EXERCISE DIRECTIONS
All of the entries need to be copied character for character.
BEGIN DATASET ENTRIES
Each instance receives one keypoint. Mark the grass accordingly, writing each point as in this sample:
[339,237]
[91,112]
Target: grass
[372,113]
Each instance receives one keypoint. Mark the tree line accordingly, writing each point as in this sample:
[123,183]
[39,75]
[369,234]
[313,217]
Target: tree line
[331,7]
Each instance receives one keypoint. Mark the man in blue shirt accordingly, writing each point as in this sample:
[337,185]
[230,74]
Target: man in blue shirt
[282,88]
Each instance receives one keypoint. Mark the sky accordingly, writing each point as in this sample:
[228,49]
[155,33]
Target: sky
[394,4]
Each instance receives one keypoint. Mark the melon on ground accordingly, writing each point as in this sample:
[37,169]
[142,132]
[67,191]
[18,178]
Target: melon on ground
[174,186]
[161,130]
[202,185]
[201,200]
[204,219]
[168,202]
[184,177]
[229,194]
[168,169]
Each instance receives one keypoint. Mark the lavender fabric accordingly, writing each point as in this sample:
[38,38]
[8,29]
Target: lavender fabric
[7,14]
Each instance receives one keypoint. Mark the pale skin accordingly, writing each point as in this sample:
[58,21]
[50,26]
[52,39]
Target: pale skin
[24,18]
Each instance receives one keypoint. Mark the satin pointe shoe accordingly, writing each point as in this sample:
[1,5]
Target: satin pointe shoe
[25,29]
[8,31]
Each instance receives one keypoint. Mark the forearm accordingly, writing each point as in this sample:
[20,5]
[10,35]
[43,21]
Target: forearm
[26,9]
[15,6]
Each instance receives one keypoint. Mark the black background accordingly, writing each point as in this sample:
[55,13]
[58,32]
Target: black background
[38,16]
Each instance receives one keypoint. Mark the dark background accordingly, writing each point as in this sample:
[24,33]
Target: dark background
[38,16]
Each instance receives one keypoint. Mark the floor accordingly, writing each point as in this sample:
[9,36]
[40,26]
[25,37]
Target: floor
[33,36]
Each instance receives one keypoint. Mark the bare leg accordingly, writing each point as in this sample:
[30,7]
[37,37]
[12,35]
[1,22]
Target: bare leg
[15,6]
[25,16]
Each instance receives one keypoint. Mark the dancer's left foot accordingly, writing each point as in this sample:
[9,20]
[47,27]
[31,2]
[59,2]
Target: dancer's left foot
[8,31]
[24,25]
END DATASET ENTRIES
TASK OUTPUT
Each instance receives one keypoint. Mark the grass accordingly, writing each point as in this sample:
[339,237]
[91,112]
Target: grass
[372,113]
Each instance receives one keypoint. Mark the tree line accordingly, writing each point as in this sample:
[123,183]
[39,75]
[369,234]
[313,217]
Target: tree line
[331,7]
Each instance receives one keypoint. Mark the man in blue shirt accordingly, writing each point as in this sample:
[337,185]
[230,74]
Target: man in blue shirt
[282,88]
Each instance receives one keypoint. Mark the sky accordingly, writing each point as in this sample:
[228,49]
[155,33]
Target: sky
[394,4]
Each instance receives one keypoint. Mark the melon on ground accordingly, writing each point as in this sample:
[37,169]
[142,132]
[67,191]
[18,178]
Target: melon on ground
[174,186]
[161,130]
[202,185]
[201,200]
[204,219]
[168,202]
[184,177]
[229,194]
[168,169]
Each instance receives one keypoint. Mark the lavender fabric accordingly, writing each point as in this sample:
[38,38]
[8,29]
Target: lavender fabric
[7,14]
Each instance receives one keypoint. Mark the pale skin accordingly, writing each point as in this sample:
[58,21]
[50,26]
[52,39]
Target: pale skin
[24,18]
Each instance receives one keypoint. Mark the satin pointe shoe accordingly, writing each point as in this sample:
[1,5]
Target: satin pointe shoe
[25,29]
[8,31]
Each instance receives one keypoint. Mark the forearm accordingly, writing each point as in this sample:
[20,5]
[10,35]
[43,21]
Target: forearm
[26,9]
[15,6]
Each instance receives one keypoint. Mark the black background accordingly, writing each point as in this sample:
[55,13]
[58,32]
Target: black background
[38,16]
Each instance receives one keypoint. Mark the dark background accordingly, writing each point as in this sample:
[24,33]
Target: dark background
[38,16]
Each instance receives one keypoint. Mark the floor accordingly, writing each point as in this sample:
[9,36]
[40,26]
[25,37]
Target: floor
[33,36]
Each instance receives one keypoint. Mark the bare leg accordingly, writing each point as in this sample:
[30,7]
[37,37]
[12,35]
[1,22]
Target: bare leg
[15,6]
[25,16]
Each instance receives one keypoint. Mark the dancer's left foot accordingly, writing each point as in this sample:
[9,20]
[47,27]
[31,2]
[59,2]
Target: dancer's left foot
[8,31]
[24,25]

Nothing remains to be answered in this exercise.